TRY IT:
Extract each line holding the word "Target" from the entries.

SUPPLIED MATERIAL:
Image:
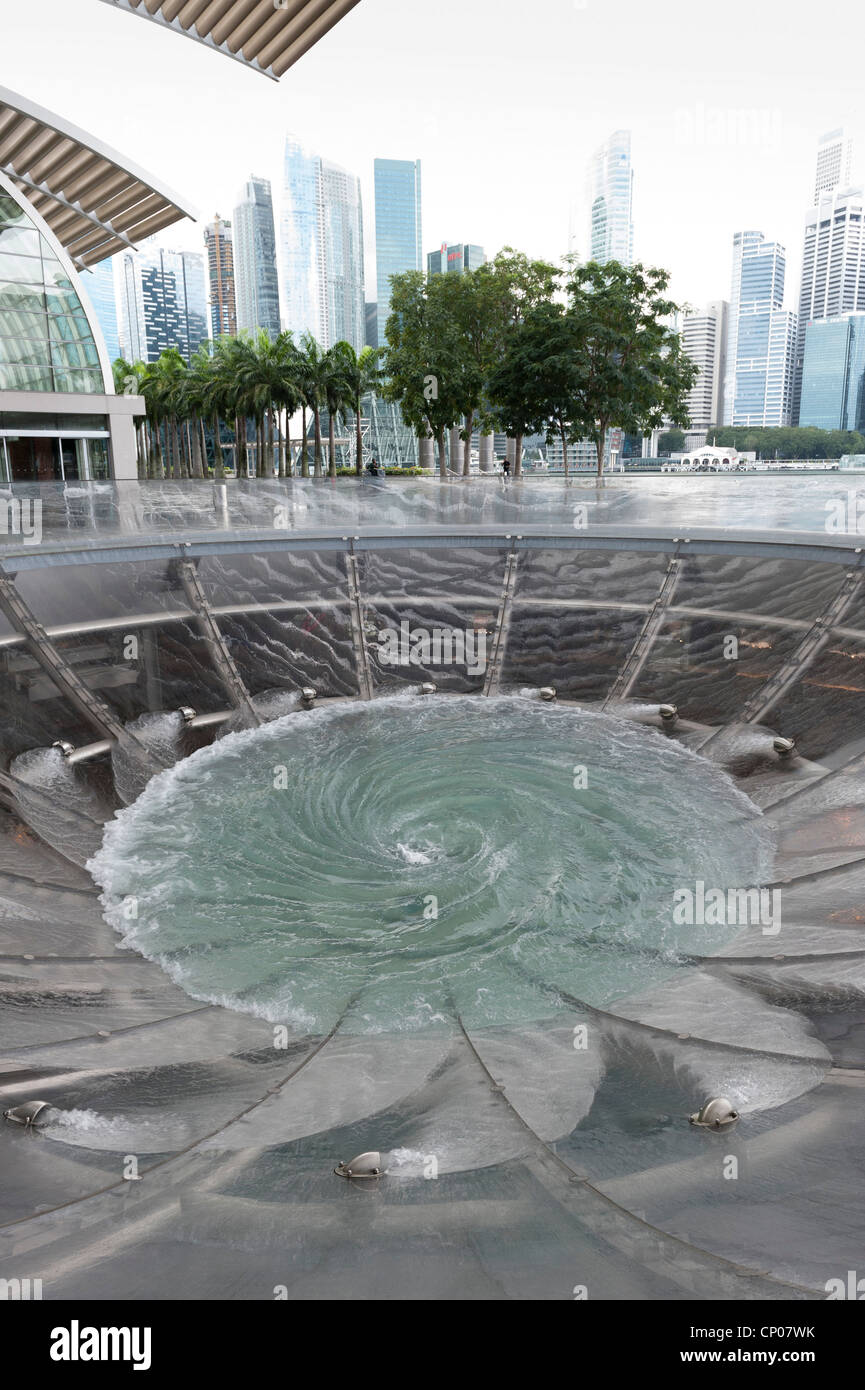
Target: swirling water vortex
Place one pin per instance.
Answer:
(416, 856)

...

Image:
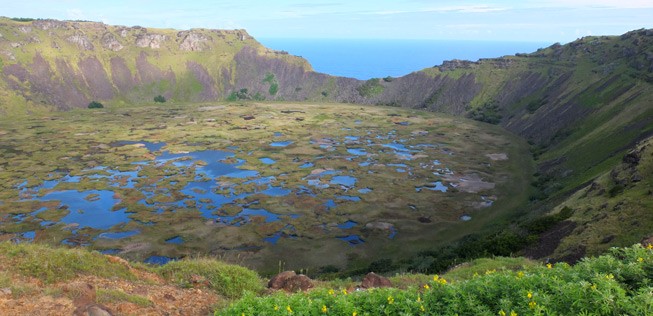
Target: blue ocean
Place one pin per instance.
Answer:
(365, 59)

RESPONSE:
Target: swirling water vortex
Target: blue ocean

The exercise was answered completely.